抜粋本文 —
---*---

また、第1審原告らは、上記第2、2、(1)、ア、(ウ)、bのとおり主張する。第1審原告X1は、前田校長等から組合の団体交渉以外で職場を離れる場合には年休届を出すよう通告されていたが、(1)昭和60年4月16日、同月23日及び同月30日には、前田校長に対し事前に告げた上で支部執行委員会に出席し、前田校長は、同月23日及び同月30日には年休届の提出を求めたが、第1審原告X1は、これに応じなかった、(2)第1審原告X1は、同年5月14日には、前日から同日午前中にかけての年休届を提出していたが、同日午後の年休届を提出していないにもかかわらず登校しなかった。本件懲戒処分においては、以上の事実を重視せざるを得ず、第1審原告X1は、これらが勤務時間等に関する条例、市教委服務規則に反する非違行為になると認識しながら、これを反復して繰り返したといわざるを得ないのであって、これに原判決添付別紙3、(1)のとおりの無断欠勤の回数等を勘案すると、第1審原告らが指摘する処分の基準・扱いの上で、第1審原告X1について欠勤4日に相当するにすぎないという程度のものとは到底いえない。第1審原告X2については、前記(五)(原判決188頁2行目から189頁1行目まで)のとおりの事実が存在し、昭和61年5月15日以降6回にわたり文書により注意を受けたにもかかわらず、これを無視して無断職場離脱を繰り返したのであって、第1審原告X2が勤務時間等に関する条例、市教委服務規則に反する非違行為を確信的に反復したといわざるを得ず、これに原判決添付別紙3、(2)のとおりの無断欠勤の回数等を勘案すると、第1審原告らが指摘する処分の基準・扱いの上で、第1審原告X2について欠勤3日と3分の2に相当するにすぎないという程度のものとは到底いえない。以上のとおり、第1審原告X1、同X2のいずれについても、処分における比例原則に違反しているとはいえないのであって、第1審原告らの上記主張は理由がない。」

---*---

保存された行 —
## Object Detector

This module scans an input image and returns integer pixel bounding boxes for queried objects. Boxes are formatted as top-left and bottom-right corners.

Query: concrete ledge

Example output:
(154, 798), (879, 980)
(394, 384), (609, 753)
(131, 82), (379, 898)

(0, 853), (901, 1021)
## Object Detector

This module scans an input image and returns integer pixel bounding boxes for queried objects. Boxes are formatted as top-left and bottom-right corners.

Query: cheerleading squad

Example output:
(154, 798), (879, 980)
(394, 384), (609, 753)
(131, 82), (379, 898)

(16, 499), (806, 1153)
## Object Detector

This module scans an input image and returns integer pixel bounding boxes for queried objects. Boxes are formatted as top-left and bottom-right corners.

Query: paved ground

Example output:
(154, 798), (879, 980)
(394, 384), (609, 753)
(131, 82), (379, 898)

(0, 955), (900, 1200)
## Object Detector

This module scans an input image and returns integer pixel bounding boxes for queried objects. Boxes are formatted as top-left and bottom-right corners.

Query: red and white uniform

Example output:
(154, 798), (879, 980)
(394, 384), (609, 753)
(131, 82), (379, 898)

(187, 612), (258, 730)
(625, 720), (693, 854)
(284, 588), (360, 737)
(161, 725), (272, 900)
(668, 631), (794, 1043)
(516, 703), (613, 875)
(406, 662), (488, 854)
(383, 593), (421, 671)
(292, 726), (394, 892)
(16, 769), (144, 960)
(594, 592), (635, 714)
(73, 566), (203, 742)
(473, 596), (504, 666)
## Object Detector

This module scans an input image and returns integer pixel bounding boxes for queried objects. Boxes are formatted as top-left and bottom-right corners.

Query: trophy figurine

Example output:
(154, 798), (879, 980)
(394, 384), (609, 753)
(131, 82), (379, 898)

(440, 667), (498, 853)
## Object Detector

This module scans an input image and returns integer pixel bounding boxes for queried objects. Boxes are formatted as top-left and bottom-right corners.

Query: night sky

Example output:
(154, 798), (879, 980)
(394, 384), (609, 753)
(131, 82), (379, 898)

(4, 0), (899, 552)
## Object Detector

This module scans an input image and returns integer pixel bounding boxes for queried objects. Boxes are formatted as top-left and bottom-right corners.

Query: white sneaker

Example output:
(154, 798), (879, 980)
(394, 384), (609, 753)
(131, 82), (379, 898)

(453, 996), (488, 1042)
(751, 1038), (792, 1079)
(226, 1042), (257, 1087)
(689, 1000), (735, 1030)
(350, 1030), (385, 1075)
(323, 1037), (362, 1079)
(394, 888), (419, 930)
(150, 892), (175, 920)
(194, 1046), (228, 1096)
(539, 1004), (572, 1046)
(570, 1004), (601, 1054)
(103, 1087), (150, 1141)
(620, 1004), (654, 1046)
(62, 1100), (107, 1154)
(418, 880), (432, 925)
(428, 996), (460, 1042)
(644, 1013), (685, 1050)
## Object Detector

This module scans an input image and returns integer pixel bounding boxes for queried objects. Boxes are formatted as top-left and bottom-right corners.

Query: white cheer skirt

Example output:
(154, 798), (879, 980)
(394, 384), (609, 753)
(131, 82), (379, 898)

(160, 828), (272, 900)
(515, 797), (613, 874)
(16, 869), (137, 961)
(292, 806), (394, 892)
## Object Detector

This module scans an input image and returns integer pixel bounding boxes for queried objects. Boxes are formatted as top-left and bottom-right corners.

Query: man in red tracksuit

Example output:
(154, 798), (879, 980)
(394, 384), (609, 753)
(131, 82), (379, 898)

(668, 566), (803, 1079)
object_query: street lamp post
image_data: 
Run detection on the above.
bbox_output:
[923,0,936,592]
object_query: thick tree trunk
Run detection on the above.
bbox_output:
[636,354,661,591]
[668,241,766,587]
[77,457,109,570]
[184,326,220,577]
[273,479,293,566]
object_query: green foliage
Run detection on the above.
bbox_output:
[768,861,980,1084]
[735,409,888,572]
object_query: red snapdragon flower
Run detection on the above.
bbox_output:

---*---

課題 —
この判決文に出てくる日付を、本文の表記のまますべて挙げてください。 行は判決文とは別の資料である。

解答 —
昭和60年4月16日、同月23日、同月30日、同年5月14日、昭和61年5月15日